→ **Work item**: Search the records below for the word "pier", then return every line where it appears.

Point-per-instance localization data
------------------------------------------------------------------------
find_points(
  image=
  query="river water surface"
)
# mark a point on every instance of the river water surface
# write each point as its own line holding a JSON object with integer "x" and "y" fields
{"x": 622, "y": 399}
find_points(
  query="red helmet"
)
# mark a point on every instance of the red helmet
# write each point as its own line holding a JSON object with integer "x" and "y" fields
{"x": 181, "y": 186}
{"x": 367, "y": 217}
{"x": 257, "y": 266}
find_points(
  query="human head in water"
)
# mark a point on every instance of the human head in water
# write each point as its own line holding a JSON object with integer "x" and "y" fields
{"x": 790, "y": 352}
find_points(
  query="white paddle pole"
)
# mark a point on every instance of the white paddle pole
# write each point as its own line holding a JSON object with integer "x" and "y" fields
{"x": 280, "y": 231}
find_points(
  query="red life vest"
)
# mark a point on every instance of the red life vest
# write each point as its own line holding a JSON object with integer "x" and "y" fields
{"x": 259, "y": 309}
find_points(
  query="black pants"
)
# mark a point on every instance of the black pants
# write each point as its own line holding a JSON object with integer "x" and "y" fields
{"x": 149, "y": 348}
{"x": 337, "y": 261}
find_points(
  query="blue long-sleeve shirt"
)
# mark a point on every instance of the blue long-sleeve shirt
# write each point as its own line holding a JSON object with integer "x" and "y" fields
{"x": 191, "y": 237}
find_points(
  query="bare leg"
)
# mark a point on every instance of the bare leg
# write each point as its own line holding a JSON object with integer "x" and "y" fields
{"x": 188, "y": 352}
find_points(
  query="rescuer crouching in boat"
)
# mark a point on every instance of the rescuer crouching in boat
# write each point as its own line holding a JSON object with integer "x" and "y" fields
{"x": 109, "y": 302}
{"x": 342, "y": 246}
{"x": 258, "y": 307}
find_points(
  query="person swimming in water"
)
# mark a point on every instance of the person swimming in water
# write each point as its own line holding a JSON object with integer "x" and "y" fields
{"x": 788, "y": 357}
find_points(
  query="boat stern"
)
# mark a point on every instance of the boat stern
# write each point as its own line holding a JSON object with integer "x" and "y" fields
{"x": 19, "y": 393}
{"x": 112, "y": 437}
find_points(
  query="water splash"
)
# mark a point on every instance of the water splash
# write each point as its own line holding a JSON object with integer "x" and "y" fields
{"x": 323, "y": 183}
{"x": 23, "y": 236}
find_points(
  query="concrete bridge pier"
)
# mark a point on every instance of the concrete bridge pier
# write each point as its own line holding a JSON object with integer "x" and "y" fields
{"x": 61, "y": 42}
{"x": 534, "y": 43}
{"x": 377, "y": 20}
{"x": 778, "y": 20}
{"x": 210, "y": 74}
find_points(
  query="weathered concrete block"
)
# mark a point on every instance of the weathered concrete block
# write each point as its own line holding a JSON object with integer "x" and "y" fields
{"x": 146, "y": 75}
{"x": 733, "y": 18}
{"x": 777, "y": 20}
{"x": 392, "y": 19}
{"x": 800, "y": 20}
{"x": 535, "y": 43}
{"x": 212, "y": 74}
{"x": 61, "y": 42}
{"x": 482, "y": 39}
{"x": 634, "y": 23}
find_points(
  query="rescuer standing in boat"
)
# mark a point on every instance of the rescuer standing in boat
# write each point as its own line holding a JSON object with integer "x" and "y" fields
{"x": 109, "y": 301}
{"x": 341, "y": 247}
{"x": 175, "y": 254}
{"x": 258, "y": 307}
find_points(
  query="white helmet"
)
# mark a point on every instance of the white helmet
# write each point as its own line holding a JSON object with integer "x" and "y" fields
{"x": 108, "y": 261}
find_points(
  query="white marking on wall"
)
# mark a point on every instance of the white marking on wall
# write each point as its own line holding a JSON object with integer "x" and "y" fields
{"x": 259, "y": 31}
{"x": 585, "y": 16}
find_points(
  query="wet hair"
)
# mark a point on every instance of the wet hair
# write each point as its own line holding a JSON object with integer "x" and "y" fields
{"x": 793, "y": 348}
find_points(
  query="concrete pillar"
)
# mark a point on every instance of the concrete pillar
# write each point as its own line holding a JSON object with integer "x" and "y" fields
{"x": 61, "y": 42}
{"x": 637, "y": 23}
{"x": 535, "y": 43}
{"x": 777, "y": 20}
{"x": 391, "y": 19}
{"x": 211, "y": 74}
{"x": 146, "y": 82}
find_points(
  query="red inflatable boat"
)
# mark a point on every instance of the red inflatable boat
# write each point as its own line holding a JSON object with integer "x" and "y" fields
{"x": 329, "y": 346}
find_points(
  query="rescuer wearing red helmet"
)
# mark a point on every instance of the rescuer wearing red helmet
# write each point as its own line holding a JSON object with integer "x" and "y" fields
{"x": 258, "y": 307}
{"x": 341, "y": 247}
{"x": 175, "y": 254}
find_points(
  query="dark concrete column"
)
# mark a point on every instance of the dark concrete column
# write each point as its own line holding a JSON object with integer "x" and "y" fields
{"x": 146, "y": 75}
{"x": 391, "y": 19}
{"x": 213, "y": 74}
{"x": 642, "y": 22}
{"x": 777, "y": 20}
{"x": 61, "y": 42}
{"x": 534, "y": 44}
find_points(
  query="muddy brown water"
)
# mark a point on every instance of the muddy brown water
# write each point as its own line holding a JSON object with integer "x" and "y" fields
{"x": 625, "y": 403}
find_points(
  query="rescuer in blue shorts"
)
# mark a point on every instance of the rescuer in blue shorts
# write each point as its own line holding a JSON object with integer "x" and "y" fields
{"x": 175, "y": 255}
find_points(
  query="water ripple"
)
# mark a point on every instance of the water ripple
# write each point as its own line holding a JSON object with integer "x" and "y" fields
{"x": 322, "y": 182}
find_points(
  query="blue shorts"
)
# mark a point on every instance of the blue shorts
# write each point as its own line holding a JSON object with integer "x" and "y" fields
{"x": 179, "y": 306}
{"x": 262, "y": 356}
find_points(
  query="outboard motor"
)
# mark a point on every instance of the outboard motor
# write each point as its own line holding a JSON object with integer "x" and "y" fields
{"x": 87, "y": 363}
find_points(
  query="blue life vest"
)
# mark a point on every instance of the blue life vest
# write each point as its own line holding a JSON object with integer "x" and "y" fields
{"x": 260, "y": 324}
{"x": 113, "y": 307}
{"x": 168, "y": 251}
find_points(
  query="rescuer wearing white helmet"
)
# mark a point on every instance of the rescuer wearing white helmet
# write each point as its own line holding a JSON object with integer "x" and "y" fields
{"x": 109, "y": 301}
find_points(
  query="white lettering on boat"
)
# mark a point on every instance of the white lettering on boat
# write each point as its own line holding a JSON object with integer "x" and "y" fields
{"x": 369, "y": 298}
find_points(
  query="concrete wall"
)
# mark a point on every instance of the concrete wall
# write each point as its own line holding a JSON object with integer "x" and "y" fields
------------------------------------------------------------------------
→ **Solved problem**:
  query="concrete bridge pier"
# mark a point on every instance of the concrete bridge pier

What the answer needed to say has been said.